Tags: #Drama, Histórico

Más grandes que el amor (38 page)

El lunes siguiente, a las ocho de la mañana, Charles Dauguet encendía de nuevo su Siemens 101 y sus pantallas electrónicas. La noticia de su éxito ya había recorrido todas las plantas. Luc Montagnier y su equipo de la sala Bru se encontraban en su laboratorio para admirar las primeras imágenes del virus asesino. Pudieron comprobar que su aspecto era totalmente inhabitual. A primera vista, no se parecía al de Robert Gallo ni a ningún retrovirus animal conocido. Para asegurarse de ello y poder confirmarlo oficialmente, necesitaban pruebas suplementarias. Partiendo de muestras de células procedentes de otros enfermos, Charlie preparó nuevos cortes y reanudó sus pacientes investigaciones. El mismo grito de alegría, el mismo abrazo con Claudine saludaban cada éxito. Luc Montagnier y sus colaboradores recibían diariamente unas fotografías cada vez más precisas.

Para demostrar de una manera irrefutable la ausencia de cualquier parentesco morfológico entre el HTLV de Robert Gallo y el retrovirus descubierto en el Instituto Pasteur, Charlie hizo que Claudine realizase unos bloques de resina que contenían células infectadas por el virus norteamericano. Las fotos permitieron una comparación directa entre los dos agentes. Ya no cabía ninguna duda: ni su forma, ni su estructura ni su maneta de brotar eran idénticas.

Esta vez, los investigadores franceses estaban convencidos de que tenían al culpable del sida.

38

Bethesda, USA — Primavera-verano de 1983
«Sam, ¿hay algún riesgo de que el virus contamine a las niñas?»

Bajito, rechoncho, con su cuello de toro y el voluntarioso rostro cruzado por un fino bigote, el doctor Samuel Broder, de cuarenta y un años, jefe del programa de oncología clínica del Instituto Nacional del Cáncer de Bethesda, encarnaba el prototipo del luchador. Desde su infancia en Polonia, en un grupo de guerrilleros judíos acosados por los nazis, hasta su brusca confrontación con la tragedia del sida, toda su vida no había sido otra cosa que una serie de enfrentamientos.

Llegado a los Estados Unidos con un puñado de polacos supervivientes del holocausto hitleriano, había crecido en las calles de un barrio industrial de Detroit, la capital norteamericana del automóvil. Dedicó los fines de semana y las vacaciones a servir Coca-cola y hamburguesas en Mary's, el
snack-bar
regentado por sus padres en la esquina de las calles Dexter y Boston. Pero el café fue quemado en 1968 durante las revueltas raciales desencadenadas por el asesinato del pastor negro Martin Luther King. El joven Broder, que nunca había tenido la intención de hacer carrera en el comercio familiar, no se afligió demasiado. Tenía otras ambiciones. Desde sus años de estudiante en la Frandale High School de su barrio, había comprendido que las carreras científicas eran las únicas donde se podía triunfar sin tener fortuna ni posición social. Este descubrimiento orientó su destino.

■ Datos extraídos:

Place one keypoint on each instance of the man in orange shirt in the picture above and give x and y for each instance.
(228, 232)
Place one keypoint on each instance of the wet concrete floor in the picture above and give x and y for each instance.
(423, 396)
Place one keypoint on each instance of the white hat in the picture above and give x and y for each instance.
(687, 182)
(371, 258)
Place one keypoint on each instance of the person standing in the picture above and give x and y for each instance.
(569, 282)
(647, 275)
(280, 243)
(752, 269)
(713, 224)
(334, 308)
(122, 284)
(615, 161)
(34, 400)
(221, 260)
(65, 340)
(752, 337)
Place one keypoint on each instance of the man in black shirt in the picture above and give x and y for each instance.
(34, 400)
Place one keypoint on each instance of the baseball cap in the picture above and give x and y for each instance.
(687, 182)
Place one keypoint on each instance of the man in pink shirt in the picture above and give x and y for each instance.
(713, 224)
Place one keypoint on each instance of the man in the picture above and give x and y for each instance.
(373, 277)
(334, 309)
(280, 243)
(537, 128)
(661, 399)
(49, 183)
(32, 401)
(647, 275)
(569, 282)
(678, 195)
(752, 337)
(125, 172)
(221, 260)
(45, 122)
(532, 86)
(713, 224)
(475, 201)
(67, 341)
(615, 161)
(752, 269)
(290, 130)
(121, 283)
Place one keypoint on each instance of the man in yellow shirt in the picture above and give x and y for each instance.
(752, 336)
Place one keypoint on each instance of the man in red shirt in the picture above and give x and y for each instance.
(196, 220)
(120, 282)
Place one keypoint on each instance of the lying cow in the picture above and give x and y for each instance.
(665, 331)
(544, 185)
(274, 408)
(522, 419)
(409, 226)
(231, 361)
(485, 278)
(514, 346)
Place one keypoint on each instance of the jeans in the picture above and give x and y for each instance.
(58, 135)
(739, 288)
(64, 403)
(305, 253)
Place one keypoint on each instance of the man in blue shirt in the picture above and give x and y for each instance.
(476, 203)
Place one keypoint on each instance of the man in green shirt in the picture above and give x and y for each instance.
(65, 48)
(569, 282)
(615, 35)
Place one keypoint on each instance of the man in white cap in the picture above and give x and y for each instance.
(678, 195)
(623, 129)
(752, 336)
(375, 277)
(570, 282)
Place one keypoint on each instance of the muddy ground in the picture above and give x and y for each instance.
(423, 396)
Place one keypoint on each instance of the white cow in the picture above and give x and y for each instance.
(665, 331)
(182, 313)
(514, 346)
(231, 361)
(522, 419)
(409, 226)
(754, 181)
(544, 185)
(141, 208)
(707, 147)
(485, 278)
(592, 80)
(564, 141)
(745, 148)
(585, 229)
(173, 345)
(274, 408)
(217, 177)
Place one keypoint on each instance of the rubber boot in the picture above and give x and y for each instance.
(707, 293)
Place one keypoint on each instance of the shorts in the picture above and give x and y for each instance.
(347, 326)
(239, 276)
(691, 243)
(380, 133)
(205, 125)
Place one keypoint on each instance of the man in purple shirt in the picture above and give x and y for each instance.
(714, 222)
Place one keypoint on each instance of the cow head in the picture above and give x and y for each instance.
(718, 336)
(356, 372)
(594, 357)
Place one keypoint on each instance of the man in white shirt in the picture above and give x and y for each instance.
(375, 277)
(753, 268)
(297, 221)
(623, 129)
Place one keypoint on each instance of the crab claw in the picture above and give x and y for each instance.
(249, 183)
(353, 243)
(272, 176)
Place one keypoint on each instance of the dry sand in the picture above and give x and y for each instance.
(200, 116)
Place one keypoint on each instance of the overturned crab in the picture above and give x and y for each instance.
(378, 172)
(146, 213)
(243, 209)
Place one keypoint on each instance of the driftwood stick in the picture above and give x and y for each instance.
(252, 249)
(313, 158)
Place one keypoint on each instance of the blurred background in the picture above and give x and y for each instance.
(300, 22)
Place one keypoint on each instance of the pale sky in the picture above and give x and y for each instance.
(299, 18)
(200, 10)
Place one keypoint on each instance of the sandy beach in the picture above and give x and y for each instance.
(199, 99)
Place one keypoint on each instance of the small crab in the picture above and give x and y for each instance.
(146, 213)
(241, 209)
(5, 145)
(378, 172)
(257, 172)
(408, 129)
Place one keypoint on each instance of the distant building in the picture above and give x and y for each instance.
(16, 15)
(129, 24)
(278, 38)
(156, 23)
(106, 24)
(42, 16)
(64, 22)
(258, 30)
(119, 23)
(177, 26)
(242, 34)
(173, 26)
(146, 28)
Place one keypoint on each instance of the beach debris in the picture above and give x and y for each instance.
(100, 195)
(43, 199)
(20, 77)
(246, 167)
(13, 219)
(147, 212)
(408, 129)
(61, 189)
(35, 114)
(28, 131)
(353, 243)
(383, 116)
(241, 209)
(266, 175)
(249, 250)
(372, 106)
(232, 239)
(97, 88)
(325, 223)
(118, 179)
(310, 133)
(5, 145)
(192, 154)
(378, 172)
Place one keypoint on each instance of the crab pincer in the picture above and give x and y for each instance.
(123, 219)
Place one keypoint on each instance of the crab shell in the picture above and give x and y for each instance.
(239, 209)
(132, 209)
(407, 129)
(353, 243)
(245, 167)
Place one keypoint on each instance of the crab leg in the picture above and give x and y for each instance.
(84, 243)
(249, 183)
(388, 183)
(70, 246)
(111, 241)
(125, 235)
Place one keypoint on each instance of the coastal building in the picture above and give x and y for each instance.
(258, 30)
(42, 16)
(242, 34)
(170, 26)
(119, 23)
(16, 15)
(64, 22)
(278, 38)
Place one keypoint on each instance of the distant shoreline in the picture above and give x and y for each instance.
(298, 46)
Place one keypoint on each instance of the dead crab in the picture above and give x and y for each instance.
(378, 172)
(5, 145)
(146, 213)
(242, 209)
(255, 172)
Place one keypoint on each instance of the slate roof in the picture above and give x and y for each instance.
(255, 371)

■ Tareas del ejercicio:
- 1) Según el fragmento, ¿en qué esquina estaba el snack-bar de los padres de Samuel Broder?
- 2) Haz una lista de todas las personas que aparecen con nombre en el fragmento.

■ Lista de soluciones:
- 1) En la esquina de las calles Dexter y Boston.

- 2) Charles Dauguet (Charlie), Luc Montagnier, Robert Gallo, Claudine, Samuel Broder (Sam), Martin Luther King